**記述問題:** 以下の記録から「vent」という語を含む行をすべて選び、そのまま書き写しなさい。
-------- 課題の入力 --------
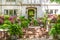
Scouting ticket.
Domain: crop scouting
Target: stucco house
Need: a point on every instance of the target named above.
(28, 8)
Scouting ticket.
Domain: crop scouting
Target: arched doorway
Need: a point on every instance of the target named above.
(31, 13)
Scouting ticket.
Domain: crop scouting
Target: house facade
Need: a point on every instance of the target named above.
(28, 8)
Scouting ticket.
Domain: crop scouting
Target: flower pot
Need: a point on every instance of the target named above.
(13, 37)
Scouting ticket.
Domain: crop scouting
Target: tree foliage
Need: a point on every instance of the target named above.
(57, 1)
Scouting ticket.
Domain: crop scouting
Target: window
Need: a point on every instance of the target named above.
(47, 11)
(56, 11)
(10, 12)
(51, 11)
(10, 0)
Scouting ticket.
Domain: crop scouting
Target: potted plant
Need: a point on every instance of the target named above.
(14, 31)
(55, 31)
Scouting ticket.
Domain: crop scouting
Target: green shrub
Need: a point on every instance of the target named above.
(35, 23)
(24, 24)
(6, 17)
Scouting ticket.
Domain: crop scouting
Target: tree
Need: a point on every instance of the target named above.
(57, 1)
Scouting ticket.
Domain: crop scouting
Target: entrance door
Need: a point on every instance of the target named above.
(30, 14)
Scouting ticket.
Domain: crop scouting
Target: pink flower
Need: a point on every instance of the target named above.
(1, 21)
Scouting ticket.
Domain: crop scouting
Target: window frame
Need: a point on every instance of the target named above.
(9, 12)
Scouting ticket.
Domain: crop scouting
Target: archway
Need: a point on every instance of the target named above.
(31, 13)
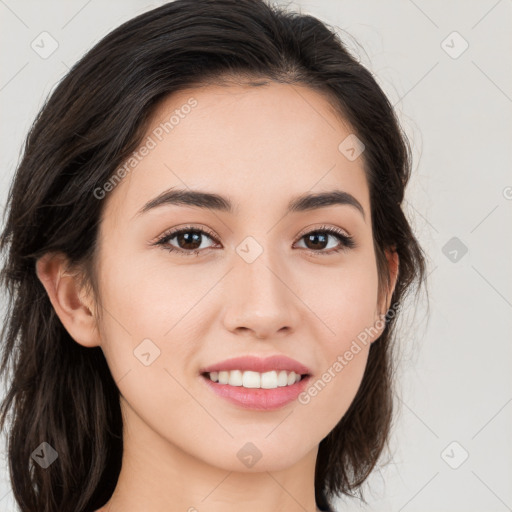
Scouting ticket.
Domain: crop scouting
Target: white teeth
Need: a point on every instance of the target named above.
(249, 379)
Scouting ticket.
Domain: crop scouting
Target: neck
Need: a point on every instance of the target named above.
(160, 476)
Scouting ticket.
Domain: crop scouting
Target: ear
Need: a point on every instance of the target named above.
(67, 299)
(393, 266)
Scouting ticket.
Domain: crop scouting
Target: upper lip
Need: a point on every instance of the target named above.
(258, 364)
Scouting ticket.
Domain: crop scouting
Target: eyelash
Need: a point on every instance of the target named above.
(346, 242)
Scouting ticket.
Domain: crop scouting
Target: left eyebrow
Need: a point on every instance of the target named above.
(211, 201)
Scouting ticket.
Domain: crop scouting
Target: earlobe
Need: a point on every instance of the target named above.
(65, 295)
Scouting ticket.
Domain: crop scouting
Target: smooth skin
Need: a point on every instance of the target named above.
(261, 147)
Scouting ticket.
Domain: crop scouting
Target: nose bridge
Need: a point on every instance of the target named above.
(259, 290)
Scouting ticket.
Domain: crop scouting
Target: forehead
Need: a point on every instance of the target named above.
(261, 144)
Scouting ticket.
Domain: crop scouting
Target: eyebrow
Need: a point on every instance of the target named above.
(211, 201)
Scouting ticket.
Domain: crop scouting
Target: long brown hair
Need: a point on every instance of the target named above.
(90, 124)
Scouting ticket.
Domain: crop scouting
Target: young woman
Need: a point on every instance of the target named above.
(205, 254)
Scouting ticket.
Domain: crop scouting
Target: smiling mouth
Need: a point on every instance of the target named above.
(255, 380)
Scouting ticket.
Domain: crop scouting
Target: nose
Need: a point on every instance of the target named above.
(260, 299)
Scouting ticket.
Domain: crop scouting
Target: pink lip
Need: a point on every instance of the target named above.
(257, 364)
(258, 398)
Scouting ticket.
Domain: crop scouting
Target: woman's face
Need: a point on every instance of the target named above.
(259, 285)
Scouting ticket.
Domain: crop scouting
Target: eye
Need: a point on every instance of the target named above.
(315, 240)
(189, 240)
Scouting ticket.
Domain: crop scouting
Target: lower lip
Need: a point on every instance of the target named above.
(258, 398)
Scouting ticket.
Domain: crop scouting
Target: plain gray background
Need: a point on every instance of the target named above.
(445, 65)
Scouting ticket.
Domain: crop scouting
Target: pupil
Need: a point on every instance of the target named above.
(315, 238)
(194, 239)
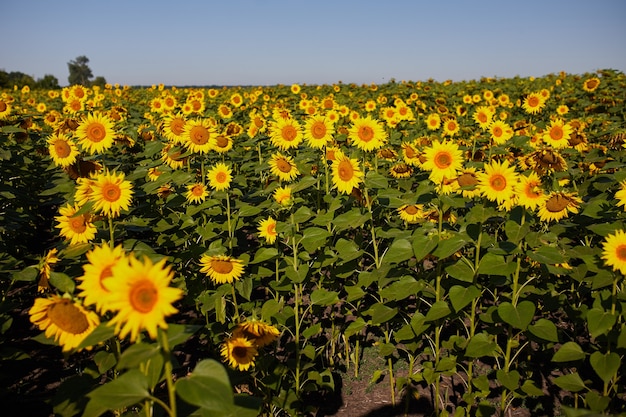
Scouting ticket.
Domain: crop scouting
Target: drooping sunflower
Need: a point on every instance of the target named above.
(283, 166)
(286, 133)
(442, 159)
(96, 132)
(557, 205)
(101, 259)
(64, 320)
(346, 174)
(614, 251)
(63, 150)
(318, 131)
(75, 228)
(220, 177)
(221, 268)
(367, 134)
(196, 193)
(111, 193)
(267, 230)
(498, 181)
(239, 352)
(141, 296)
(558, 134)
(197, 135)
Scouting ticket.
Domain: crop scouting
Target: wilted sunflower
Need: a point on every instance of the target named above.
(63, 150)
(239, 352)
(96, 132)
(283, 167)
(101, 259)
(614, 251)
(221, 268)
(557, 205)
(346, 174)
(141, 296)
(111, 193)
(77, 228)
(64, 320)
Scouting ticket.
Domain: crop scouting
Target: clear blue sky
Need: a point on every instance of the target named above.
(266, 42)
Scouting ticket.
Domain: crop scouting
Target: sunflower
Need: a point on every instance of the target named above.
(267, 230)
(283, 167)
(614, 251)
(196, 193)
(367, 134)
(286, 133)
(239, 352)
(557, 205)
(498, 181)
(66, 321)
(75, 228)
(220, 177)
(558, 134)
(111, 193)
(346, 174)
(529, 191)
(95, 132)
(141, 296)
(318, 131)
(411, 213)
(282, 195)
(101, 259)
(62, 149)
(260, 333)
(221, 268)
(500, 132)
(442, 159)
(197, 135)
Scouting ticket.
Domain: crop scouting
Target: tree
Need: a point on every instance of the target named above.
(80, 73)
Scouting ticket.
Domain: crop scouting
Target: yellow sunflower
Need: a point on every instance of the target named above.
(221, 268)
(614, 251)
(283, 167)
(442, 159)
(346, 174)
(75, 228)
(141, 296)
(367, 134)
(267, 230)
(196, 193)
(92, 284)
(62, 149)
(498, 181)
(64, 320)
(111, 193)
(239, 352)
(96, 132)
(220, 177)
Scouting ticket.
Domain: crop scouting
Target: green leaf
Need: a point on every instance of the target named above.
(544, 329)
(518, 316)
(128, 389)
(605, 365)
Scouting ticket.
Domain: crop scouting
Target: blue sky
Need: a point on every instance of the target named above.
(266, 42)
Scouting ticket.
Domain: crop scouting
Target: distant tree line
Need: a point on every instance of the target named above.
(79, 73)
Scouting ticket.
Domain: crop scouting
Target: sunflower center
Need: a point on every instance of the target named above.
(62, 149)
(366, 133)
(222, 266)
(96, 132)
(199, 135)
(67, 317)
(143, 296)
(346, 171)
(498, 182)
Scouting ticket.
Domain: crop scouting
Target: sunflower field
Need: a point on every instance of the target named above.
(234, 251)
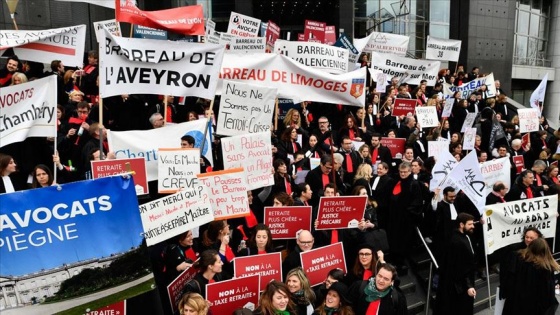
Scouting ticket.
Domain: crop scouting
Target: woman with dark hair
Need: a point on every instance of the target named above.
(259, 243)
(276, 299)
(532, 290)
(210, 271)
(42, 176)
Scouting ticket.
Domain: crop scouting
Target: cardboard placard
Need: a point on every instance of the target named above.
(284, 222)
(341, 212)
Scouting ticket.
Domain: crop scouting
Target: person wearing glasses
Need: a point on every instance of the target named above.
(304, 241)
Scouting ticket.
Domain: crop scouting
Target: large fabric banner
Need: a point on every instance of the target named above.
(66, 44)
(409, 70)
(151, 66)
(28, 110)
(187, 20)
(505, 222)
(245, 108)
(315, 55)
(145, 143)
(470, 87)
(294, 80)
(442, 49)
(384, 43)
(49, 227)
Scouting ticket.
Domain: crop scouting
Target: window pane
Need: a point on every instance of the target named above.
(523, 23)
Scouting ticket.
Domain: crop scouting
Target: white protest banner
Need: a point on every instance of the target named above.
(497, 170)
(315, 55)
(175, 214)
(246, 45)
(467, 177)
(412, 70)
(442, 49)
(506, 222)
(28, 110)
(448, 107)
(469, 120)
(177, 168)
(469, 138)
(227, 192)
(66, 44)
(243, 25)
(112, 26)
(253, 152)
(145, 143)
(384, 43)
(435, 148)
(470, 87)
(245, 108)
(528, 119)
(294, 80)
(427, 116)
(151, 66)
(445, 163)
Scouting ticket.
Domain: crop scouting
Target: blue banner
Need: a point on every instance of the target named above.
(55, 226)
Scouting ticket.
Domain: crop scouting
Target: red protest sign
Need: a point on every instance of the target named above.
(396, 145)
(175, 288)
(187, 20)
(519, 163)
(228, 295)
(403, 106)
(106, 168)
(314, 31)
(317, 262)
(341, 212)
(284, 222)
(268, 266)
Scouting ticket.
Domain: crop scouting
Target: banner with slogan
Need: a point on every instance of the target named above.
(314, 31)
(317, 262)
(315, 55)
(505, 222)
(175, 214)
(106, 168)
(186, 20)
(177, 168)
(387, 43)
(427, 116)
(267, 266)
(28, 110)
(470, 87)
(409, 70)
(442, 49)
(284, 222)
(65, 43)
(294, 80)
(528, 119)
(497, 170)
(342, 212)
(227, 192)
(243, 25)
(225, 296)
(151, 66)
(78, 221)
(112, 26)
(272, 34)
(395, 145)
(247, 45)
(245, 108)
(253, 152)
(145, 143)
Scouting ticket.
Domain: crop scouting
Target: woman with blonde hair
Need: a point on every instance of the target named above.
(532, 291)
(193, 304)
(302, 294)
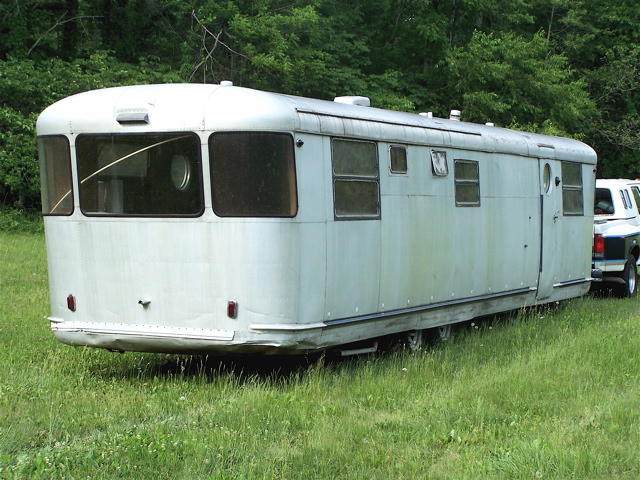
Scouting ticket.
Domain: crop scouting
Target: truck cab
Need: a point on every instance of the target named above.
(616, 239)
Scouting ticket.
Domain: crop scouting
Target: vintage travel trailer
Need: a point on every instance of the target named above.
(215, 218)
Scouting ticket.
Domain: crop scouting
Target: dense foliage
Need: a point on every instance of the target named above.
(565, 67)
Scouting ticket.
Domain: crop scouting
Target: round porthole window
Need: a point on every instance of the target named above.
(546, 178)
(180, 172)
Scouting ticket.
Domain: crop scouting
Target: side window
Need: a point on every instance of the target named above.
(356, 189)
(253, 174)
(603, 202)
(626, 199)
(636, 195)
(439, 165)
(398, 156)
(467, 181)
(55, 175)
(572, 189)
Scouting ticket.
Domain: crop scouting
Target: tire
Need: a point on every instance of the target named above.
(443, 332)
(414, 340)
(630, 277)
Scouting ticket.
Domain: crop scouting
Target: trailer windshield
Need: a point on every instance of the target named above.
(55, 175)
(140, 175)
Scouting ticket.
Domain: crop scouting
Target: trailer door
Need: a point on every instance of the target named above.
(550, 218)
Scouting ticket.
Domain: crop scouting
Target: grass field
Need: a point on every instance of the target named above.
(552, 393)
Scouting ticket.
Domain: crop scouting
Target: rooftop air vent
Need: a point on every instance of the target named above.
(362, 101)
(133, 118)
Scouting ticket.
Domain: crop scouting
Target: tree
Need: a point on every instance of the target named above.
(516, 82)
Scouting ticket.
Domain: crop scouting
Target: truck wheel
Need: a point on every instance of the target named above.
(630, 277)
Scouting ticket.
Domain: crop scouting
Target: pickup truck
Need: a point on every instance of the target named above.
(616, 239)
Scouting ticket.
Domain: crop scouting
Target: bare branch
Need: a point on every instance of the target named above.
(59, 23)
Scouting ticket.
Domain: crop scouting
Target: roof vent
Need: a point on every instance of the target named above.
(133, 118)
(355, 100)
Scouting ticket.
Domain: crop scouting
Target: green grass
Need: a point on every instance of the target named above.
(549, 393)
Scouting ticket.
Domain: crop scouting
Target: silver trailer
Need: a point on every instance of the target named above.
(214, 218)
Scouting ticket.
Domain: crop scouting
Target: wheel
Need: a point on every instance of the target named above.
(630, 278)
(414, 340)
(443, 332)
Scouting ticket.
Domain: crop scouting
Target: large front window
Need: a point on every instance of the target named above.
(55, 175)
(140, 175)
(253, 174)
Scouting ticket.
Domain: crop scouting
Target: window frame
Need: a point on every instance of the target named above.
(45, 178)
(293, 179)
(436, 165)
(343, 178)
(199, 172)
(570, 189)
(397, 171)
(466, 182)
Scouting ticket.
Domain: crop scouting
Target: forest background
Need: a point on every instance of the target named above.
(560, 67)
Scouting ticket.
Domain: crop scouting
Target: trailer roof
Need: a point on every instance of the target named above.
(206, 107)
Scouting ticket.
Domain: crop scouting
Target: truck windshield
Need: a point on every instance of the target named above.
(140, 175)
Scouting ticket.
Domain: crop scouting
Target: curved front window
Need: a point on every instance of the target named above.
(55, 175)
(140, 175)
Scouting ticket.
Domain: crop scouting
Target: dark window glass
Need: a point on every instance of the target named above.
(439, 165)
(467, 181)
(140, 175)
(572, 189)
(398, 159)
(355, 197)
(356, 190)
(55, 175)
(352, 158)
(636, 196)
(253, 175)
(603, 204)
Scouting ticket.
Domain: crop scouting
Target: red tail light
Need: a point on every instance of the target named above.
(598, 246)
(71, 303)
(232, 309)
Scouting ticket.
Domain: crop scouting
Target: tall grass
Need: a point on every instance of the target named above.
(548, 393)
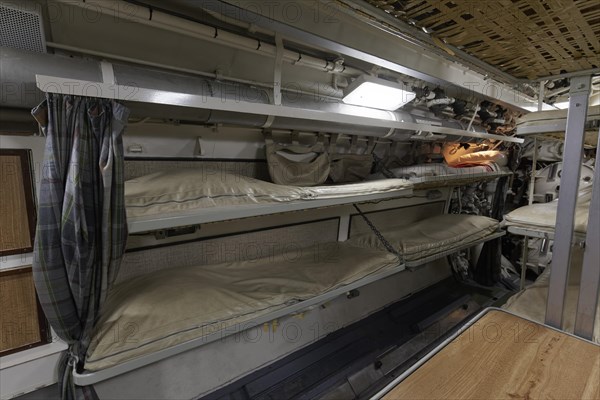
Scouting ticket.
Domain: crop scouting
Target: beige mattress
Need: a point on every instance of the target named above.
(172, 306)
(542, 216)
(170, 192)
(432, 235)
(531, 303)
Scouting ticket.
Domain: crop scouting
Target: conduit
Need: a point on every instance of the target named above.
(147, 16)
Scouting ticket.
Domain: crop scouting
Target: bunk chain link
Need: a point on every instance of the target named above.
(379, 235)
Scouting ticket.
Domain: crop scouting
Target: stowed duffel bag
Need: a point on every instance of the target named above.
(297, 164)
(350, 167)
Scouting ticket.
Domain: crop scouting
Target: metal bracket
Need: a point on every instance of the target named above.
(279, 50)
(108, 73)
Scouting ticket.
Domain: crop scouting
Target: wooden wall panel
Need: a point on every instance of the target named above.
(21, 322)
(17, 213)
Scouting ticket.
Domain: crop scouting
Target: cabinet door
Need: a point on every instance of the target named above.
(17, 209)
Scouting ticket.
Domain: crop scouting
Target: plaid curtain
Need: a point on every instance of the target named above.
(81, 227)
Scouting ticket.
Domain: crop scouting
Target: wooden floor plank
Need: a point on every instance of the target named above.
(506, 357)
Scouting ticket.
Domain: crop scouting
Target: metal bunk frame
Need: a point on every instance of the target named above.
(108, 89)
(89, 378)
(564, 234)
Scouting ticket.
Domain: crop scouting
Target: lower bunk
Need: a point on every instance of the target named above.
(531, 302)
(434, 237)
(185, 332)
(232, 349)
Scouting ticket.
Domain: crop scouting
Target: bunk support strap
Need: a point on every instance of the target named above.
(589, 289)
(567, 200)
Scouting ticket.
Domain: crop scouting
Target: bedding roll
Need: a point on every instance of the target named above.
(432, 235)
(172, 306)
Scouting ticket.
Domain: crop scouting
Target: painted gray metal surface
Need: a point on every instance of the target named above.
(589, 289)
(567, 200)
(51, 84)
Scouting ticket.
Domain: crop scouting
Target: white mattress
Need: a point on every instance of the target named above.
(542, 216)
(173, 191)
(531, 303)
(432, 235)
(427, 172)
(172, 306)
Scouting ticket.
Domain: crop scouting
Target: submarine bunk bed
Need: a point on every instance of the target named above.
(538, 220)
(177, 337)
(566, 294)
(254, 293)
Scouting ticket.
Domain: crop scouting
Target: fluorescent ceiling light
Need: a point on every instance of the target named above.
(562, 105)
(368, 91)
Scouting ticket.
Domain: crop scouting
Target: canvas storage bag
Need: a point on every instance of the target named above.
(350, 167)
(296, 164)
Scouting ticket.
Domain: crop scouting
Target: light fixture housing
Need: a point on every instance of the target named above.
(369, 91)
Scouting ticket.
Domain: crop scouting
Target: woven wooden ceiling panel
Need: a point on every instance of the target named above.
(525, 38)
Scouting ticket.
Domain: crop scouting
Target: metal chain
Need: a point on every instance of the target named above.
(388, 246)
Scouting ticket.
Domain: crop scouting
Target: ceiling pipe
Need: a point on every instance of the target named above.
(148, 16)
(212, 75)
(18, 70)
--------
**演習の解答:**
Target: rooftop air vent
Target: roof vent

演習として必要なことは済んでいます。